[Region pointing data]
- Opening Delimiter -

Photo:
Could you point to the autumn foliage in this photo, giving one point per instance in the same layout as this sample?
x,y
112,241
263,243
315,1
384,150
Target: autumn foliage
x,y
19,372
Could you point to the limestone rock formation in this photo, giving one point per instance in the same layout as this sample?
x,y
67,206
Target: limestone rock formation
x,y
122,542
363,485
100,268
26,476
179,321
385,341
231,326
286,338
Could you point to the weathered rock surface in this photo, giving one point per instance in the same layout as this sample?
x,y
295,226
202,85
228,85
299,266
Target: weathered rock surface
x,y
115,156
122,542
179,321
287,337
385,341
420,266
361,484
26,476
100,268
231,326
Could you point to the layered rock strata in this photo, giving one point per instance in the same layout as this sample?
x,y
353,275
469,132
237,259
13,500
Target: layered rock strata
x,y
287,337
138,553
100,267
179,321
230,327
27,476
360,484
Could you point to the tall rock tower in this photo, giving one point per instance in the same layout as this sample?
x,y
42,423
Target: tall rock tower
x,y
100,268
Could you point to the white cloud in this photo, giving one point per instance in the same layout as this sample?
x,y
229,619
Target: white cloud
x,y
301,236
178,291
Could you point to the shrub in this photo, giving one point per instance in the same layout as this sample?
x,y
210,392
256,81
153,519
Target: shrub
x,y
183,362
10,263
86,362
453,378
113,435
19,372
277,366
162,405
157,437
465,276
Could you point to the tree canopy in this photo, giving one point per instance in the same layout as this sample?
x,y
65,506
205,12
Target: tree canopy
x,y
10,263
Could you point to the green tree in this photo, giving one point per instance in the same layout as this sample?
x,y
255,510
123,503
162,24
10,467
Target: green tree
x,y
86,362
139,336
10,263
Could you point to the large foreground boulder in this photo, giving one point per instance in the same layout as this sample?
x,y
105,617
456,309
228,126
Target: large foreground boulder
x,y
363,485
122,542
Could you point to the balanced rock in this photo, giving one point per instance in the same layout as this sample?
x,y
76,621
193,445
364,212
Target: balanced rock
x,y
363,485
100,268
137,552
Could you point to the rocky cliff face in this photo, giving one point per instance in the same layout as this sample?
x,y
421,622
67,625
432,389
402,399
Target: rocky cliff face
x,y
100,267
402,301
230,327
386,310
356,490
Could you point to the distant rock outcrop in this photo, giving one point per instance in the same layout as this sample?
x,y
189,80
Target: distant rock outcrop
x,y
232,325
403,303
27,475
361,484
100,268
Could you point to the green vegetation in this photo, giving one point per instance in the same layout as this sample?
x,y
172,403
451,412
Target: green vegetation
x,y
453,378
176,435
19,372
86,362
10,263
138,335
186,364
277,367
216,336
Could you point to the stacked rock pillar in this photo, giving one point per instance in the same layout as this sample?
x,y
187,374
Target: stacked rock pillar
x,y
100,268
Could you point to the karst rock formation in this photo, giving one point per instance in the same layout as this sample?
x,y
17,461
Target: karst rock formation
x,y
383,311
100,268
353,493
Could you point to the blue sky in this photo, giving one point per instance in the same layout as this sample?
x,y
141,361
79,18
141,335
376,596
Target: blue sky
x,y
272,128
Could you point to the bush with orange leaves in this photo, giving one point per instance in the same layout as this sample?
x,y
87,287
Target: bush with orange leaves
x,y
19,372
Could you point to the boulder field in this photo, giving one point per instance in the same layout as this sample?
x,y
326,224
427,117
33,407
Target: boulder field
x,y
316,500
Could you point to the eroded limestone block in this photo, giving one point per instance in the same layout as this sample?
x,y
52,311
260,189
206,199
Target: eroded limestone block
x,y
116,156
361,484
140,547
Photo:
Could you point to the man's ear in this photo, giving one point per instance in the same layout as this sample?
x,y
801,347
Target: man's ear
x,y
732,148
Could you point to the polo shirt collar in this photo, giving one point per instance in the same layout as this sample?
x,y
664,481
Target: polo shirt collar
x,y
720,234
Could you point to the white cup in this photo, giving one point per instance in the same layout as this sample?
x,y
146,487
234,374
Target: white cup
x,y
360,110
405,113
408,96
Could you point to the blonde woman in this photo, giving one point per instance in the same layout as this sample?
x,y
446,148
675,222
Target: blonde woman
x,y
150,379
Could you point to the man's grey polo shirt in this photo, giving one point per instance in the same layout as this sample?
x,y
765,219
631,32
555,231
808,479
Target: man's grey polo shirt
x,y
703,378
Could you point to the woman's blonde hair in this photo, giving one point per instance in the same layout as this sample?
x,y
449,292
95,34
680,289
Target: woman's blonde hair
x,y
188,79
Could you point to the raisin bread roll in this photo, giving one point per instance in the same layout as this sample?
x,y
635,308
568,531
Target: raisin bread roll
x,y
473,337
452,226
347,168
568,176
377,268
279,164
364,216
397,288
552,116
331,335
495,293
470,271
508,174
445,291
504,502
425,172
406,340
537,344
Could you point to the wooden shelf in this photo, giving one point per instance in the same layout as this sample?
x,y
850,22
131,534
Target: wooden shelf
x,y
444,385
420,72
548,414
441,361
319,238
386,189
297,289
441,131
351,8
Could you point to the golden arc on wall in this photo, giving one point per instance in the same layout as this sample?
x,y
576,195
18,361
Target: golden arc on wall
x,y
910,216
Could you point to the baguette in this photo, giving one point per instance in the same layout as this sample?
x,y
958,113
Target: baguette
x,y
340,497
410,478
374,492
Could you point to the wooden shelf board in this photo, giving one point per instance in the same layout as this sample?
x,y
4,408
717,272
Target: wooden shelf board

- Closing Delimiter -

> THE PROBLEM:
Set down every entry again, word for word.

> ANSWER FOR THIS EXERCISE:
Photo:
Could you point to the autumn foliage in this photo, giving one point per instance in the same layout as this sample?
x,y
112,241
263,243
315,1
384,150
Target: autumn foliage
x,y
19,372
Could you point to the limestone rock formation in this photo, giving one point per instance in the same layout as this sample?
x,y
67,206
Target: limestone rock formation
x,y
122,542
363,485
100,268
26,476
179,321
385,341
231,326
286,338
Could you point to the weathered rock surface in this photo, giving one point per instance in the same layout as this sample?
x,y
295,226
202,85
228,85
299,266
Target: weathered rock surface
x,y
115,156
122,542
179,321
287,337
385,341
420,266
361,484
26,476
100,268
231,326
Could you point to the layered rock strata in this photo, giving one point per instance in the same layout as this sample?
x,y
353,275
469,132
237,259
13,500
Target: layered rock strata
x,y
287,337
138,553
100,267
179,321
230,327
27,476
360,484
Could you point to the tall rock tower in this photo, giving one point per instance in the same layout as this sample?
x,y
42,423
Target: tall rock tower
x,y
100,268
Could you point to the white cloud in this photo, giving one point per instance in the same layout as this sample?
x,y
229,619
Target: white cloud
x,y
301,236
178,291
Could you point to the shrub in this photo, giving one point per instance in the same layout as this sample?
x,y
210,392
256,81
153,519
Target: shrub
x,y
183,362
10,263
86,362
453,378
113,435
19,372
277,366
162,405
157,437
465,276
Could you point to the tree canopy in this photo, giving one point per instance in the same layout as this sample?
x,y
65,506
205,12
Target: tree canopy
x,y
10,263
Could you point to the green tree in this photo, giving one point per instance in the same layout as this sample?
x,y
255,510
123,503
162,24
10,467
Target: green tree
x,y
86,362
139,336
10,263
Could you point to the large foreground boulder in this photo, giving one point per instance in the same layout as this sample?
x,y
105,617
456,309
228,126
Target: large foreground boulder
x,y
363,485
122,542
Could you point to the balanced rock in this photo, giving one point per instance in the same layout as this sample?
x,y
76,621
193,445
364,212
Target: balanced rock
x,y
363,485
100,268
137,552
Could you point to the rocky cliff face in this photo, giving one point per instance in the same layout as this sample?
x,y
421,622
67,625
432,389
402,399
Target: rocky cliff face
x,y
100,267
402,301
230,327
386,310
356,490
Could you point to the distant rock outcrop in this photo, giving one point per instance in the same layout as this sample?
x,y
189,80
Target: distant rock outcrop
x,y
232,325
403,303
27,475
361,484
100,268
Could you point to the green vegetation in this photo, giving one point per instance in the same layout as this sample?
x,y
172,403
451,412
Target: green vegetation
x,y
453,378
176,435
19,372
86,362
10,263
138,335
186,364
277,367
216,336
Could you point to the stacked rock pillar in this photo, giving one point per instance in the same layout as this sample?
x,y
187,374
Target: stacked rock pillar
x,y
100,268
Could you point to the karst rock formation in this photo, giving one point per instance in the same layout as this sample?
x,y
17,461
Target: karst rock formation
x,y
383,311
100,268
353,493
Could you point to the blue sky in this photo, giving one point per instance in the same layout as this sample?
x,y
141,361
79,18
141,335
376,596
Target: blue sky
x,y
272,128
Could you point to the bush with orange leaves in this photo, giving one point per instance in the same layout as this sample?
x,y
87,287
Target: bush with orange leaves
x,y
19,372
Could you point to the boulder field in this photo, giving one point per instance in the same layout as this sample?
x,y
326,224
427,117
33,407
Target: boulder field
x,y
316,500
Could you point to the eroded limestone block in this photo, giving one point per instance in the same layout as this sample?
x,y
52,311
260,189
206,199
Target: eroded limestone block
x,y
116,156
361,484
140,547
Photo:
Could you point to the man's ear in this photo, giving one point per instance in the same layout as this sample?
x,y
801,347
Target: man's ear
x,y
732,148
Could you point to the polo shirt collar in this photo, giving one point per instance in the same layout as this sample?
x,y
664,481
Target: polo shirt collar
x,y
720,234
Could you point to the white cup in this photo, giving one point per instance in the same layout as this sample?
x,y
146,487
234,374
Target: white cup
x,y
360,110
405,113
408,96
Could you point to the blonde woman in this photo, giving one point per instance in the same layout as this sample?
x,y
446,148
675,222
Target: blonde woman
x,y
150,379
Could you point to the man's grey polo shirt in this photo, giving one point per instance in the same layout as this sample?
x,y
765,219
631,32
555,231
808,479
Target: man's grey polo shirt
x,y
703,378
Could you point to the woman's blonde hair in this photo, giving one point per instance in the same layout as this sample?
x,y
449,292
95,34
680,289
Target: woman's blonde hair
x,y
188,79
Could you point to the raisin bread roll in this photo, giving one point per instance in the same layout as this sample?
x,y
635,308
568,531
Target: raisin bread roll
x,y
473,337
452,226
347,168
568,176
377,268
279,164
364,216
397,288
552,116
331,335
495,293
470,271
508,174
445,291
504,502
425,172
406,340
537,344
Could you point to the wooden shelf in this photo, giving one point per instance in the same layout as this sample?
x,y
850,22
131,534
Target: wooden shelf
x,y
444,385
420,72
548,414
441,361
319,238
386,189
297,289
441,131
351,8
Could you point to the golden arc on wall in this photo, giving one point per instance in the same layout as this sample?
x,y
576,195
18,361
Target: golden arc on wall
x,y
910,216
Could you point to the baguette in this photo, giving one point per instance in the same layout as this sample?
x,y
958,113
Target: baguette
x,y
340,497
410,478
374,492
Could you point to the wooden shelf board in this photo, giving one point per instance in the same layout as this sample?
x,y
4,408
717,272
Target: wooden shelf board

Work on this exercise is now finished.